Das Rathaus hatte es gestern verkündet, seit heute sind sie auf den Leipziger Straßen und Plätzen unterwegs im Winterdienst: 1-Euro-Jobber. Was da in der Pressemitteilung der Stadtverwaltung ganz blumig klingt:

…Arbeitskräfte des geförderten Arbeitsmarktes…

heißt nämlich auf gut deutsch: 1-Euro-Jobber, die „vorerst“ bis zum Freitag schaffen sollen, was der Stadtreinigung bisher nicht gelungen ist.

„Ausnahmsweise und vorübergehend“

Winterdienst für 1 Euroso wird die ARGE Leipzig von der LVZ zitiert, sei dieser Einsatz, für den es keine gesetzliche Grundlage gibt. Wer es glaubt, wird selig: Ist erst einmal eine Ausnahme möglich, wird sie beim nächsten starken Schneefall, oder was auch immer es sein wird, wieder möglich sein. Heiko Rosenthal (Die Linke), Bürgermeister und Beigeordneter für Umwelt, Ordnung und Sport entlarvt so, ob mit Absicht oder ohne, Hand in Hand mit ARGE und IHK, wozu der „geförderte Arbeitsmarkt“ gut ist: Ein Reservoir an billigen Arbeitskräften steht bereit, wenn der Öffentliche Dienst nicht mehr weiter kann, weil dort seit Jahren gespart wird. Die Schlagworte von „Wiedereingliederung in den Arbeitsmarkt“ oder ausschließlicher Durchführung von „zusätzlichen“ Arbeiten erweisen sich als leere Worthülsen.

_Arbeitsauftrag_
Gib aus dem Text über den Leipziger Winterdienst den Abschnitt wortgetreu wieder, beginnend bei „Winterdienst für 1“ und endend bei „als leere Worthülsen.“.

_Angezeigte Daten_
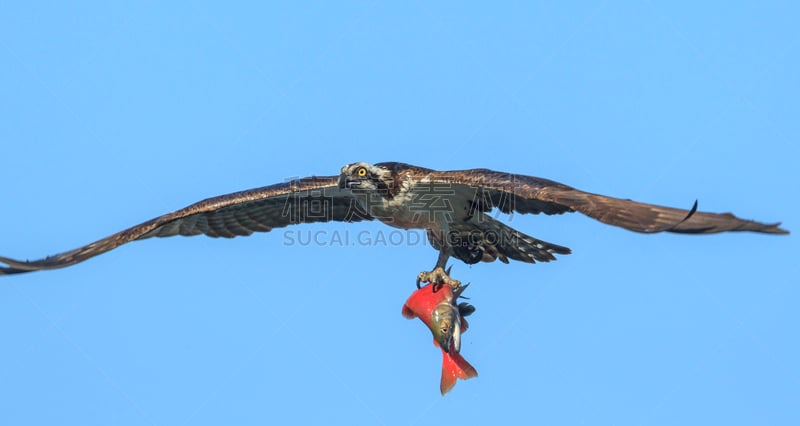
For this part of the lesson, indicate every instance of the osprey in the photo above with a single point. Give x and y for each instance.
(451, 206)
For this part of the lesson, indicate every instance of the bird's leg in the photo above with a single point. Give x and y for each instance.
(439, 276)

_Lösung_
Winterdienst für 1 Euroso wird die ARGE Leipzig von der LVZ zitiert, sei dieser Einsatz, für den es keine gesetzliche Grundlage gibt. Wer es glaubt, wird selig: Ist erst einmal eine Ausnahme möglich, wird sie beim nächsten starken Schneefall, oder was auch immer es sein wird, wieder möglich sein. Heiko Rosenthal (Die Linke), Bürgermeister und Beigeordneter für Umwelt, Ordnung und Sport entlarvt so, ob mit Absicht oder ohne, Hand in Hand mit ARGE und IHK, wozu der „geförderte Arbeitsmarkt“ gut ist: Ein Reservoir an billigen Arbeitskräften steht bereit, wenn der Öffentliche Dienst nicht mehr weiter kann, weil dort seit Jahren gespart wird. Die Schlagworte von „Wiedereingliederung in den Arbeitsmarkt“ oder ausschließlicher Durchführung von „zusätzlichen“ Arbeiten erweisen sich als leere Worthülsen.